=== Selected extract ===

Arizona Chapter - International Association of Arson Investigators
BURNING QUESTIONS: Class teaches firefighters to recognize signs of arson
The Daily Courier
Forty-four students gathered around the burned-out model of a living room during a recent arson investigation class in Prescott. They photographed the structure's remains, diagrammed the scene and identified different burn patterns.
"This puts information you learn about in a book into a practical context," Camp Verde Fire District Fire Marshal Kristi Gagnon said.
Gagnon helped coordinate the building and burning of the models, called burn cells, which were set up like an office, kitchen, living room and bedroom.
"Accelerants found in certain living areas can affect fires in different ways," Gagnon said.
Firefighters, law enforcement personnel and insurance investigators from all over the state took this class - the second in a four-part series - in late April. Statewide instructors taught the class under the guidance of the International Association of Arson Investigators Arizona Chapter. The course provided over 40-hours of advanced level training.
"When we investigate fires, we will come up with one of four cause determinations," Prescott Fire Division Chief Don Devendorf said. "They are accidental, undetermined, natural, or incendiary. The last one, incendiary, talks to someone purposely starting the fire."
Devendorf, a student in the class, noted that a fire investigator does not designate a fire as arson.
"If the evidence points to the cause being purposeful, or incendiary in our terms, then law enforcement takes it on with regard to charging, including arson," Devendorf said.
During the first weeklong class in the series, students learned about the job of an investigator: fire causes, interviewing, evidence, rules and regulations, protocols, fire behavior, and investigative clues, Devendorf said.
During the second weeklong course in Prescott, students expanded on theories and practices described in the first class, as well as specifics about wildland fires, natural gas- and propane-fueled fires, fire scene photography, working with private-sector investigators, and the professional path to become a certified fire investigator, Devendorf said.
Students also looked at how electrical systems can help determine fire growth, whether they were part of the cause or not, Devendorf said.

===

Exercise tasks
• a. Retype the passage of the article about the arson investigation class, starting at "During the first" and ending at "not, Devendorf said.".
• b. Extend the article about the arson investigation class in Prescott, picking up after its final sentence.

=== Supplied records ===

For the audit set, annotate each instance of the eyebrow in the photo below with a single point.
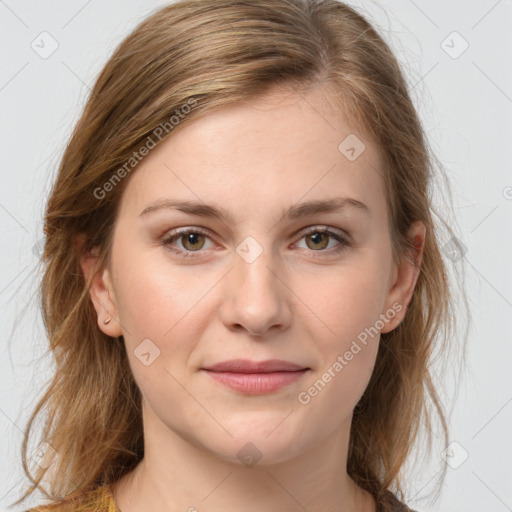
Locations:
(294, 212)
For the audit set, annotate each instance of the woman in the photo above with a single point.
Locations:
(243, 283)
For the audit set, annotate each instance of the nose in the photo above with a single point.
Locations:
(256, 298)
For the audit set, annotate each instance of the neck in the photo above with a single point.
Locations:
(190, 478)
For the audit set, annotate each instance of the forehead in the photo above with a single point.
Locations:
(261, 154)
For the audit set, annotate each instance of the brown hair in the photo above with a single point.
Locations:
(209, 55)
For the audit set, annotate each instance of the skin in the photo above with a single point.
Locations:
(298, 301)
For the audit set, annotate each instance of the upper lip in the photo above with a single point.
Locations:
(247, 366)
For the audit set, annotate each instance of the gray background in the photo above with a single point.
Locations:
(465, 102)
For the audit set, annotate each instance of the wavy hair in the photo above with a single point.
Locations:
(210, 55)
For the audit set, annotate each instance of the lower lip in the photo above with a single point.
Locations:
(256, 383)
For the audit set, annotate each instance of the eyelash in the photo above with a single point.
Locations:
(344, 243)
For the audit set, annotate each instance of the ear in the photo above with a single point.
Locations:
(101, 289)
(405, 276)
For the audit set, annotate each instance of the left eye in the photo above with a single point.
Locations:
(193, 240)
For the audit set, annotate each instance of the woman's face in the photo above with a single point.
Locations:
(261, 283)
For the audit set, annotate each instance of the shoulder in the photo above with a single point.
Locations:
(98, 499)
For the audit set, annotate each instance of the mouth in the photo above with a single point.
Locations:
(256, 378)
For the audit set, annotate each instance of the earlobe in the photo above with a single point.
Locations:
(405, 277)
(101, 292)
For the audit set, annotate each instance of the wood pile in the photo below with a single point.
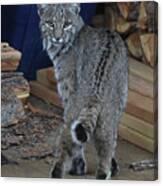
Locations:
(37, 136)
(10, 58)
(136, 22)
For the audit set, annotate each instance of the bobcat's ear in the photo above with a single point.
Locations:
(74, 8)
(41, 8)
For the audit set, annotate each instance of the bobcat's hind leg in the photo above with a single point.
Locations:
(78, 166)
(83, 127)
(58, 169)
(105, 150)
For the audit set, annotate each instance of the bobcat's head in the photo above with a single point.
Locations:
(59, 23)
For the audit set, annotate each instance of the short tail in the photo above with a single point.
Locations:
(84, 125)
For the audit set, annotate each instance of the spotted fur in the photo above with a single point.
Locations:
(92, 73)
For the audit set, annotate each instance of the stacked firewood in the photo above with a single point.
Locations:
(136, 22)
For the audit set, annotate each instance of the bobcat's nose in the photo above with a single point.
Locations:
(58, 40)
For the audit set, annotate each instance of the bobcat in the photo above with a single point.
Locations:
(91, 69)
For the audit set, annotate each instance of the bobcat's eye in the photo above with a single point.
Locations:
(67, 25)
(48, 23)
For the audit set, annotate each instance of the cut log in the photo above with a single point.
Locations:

===

Numbered answers
• a.
During the first weeklong class in the series, students learned about the job of an investigator: fire causes, interviewing, evidence, rules and regulations, protocols, fire behavior, and investigative clues, Devendorf said.
During the second weeklong course in Prescott, students expanded on theories and practices described in the first class, as well as specifics about wildland fires, natural gas- and propane-fueled fires, fire scene photography, working with private-sector investigators, and the professional path to become a certified fire investigator, Devendorf said.
Students also looked at how electrical systems can help determine fire growth, whether they were part of the cause or not, Devendorf said.

• b.
Mandy Ayars with Central Yavapai Fire District's Fire Prevention Team, another student, said she learned how to sketch a fire scene, rule out different causes of fire, the temperatures that propane and natural gas ignite, and why insurance companies investigate fires.
"We also went over the different classifications of youth fire-setters and why they may play with fire," Ayars said.
Fire investigators not only help determine a fire's cause, they also try to prevent similar fires in the future, and share statistics with national organizations, Ayars said.
Students also examined a vehicle fire and two wildland fires at Goldwater Lake.
"Rapid Towing graciously provided a vehicle for us to use in the training," Gagnon said. "If it weren't for businesses assisting us by providing items such as vehicles, we would not be able to put on this very important and necessary training."
The Hassayampa Inn hosted the lecture part of the class in its ballroom and provided rooms for students.
Prescott Fire Department provided an engine company, water, a hose and stood by for safety when the cells and the car were burned at the Prescott Training Center on Sundog Ranch Road. Those firefighters also started, oversaw, and controlled the wildland fires at Goldwater Lake, then made sure the fires were extinguished.
"All in all, it was a great class, put on by some excellent instructors and practitioners of the art," Devendorf said.
In the fall, most students will take the third class in the series in Flagstaff. In this class, they will expand on what they've learned and document and submit a fire investigator report.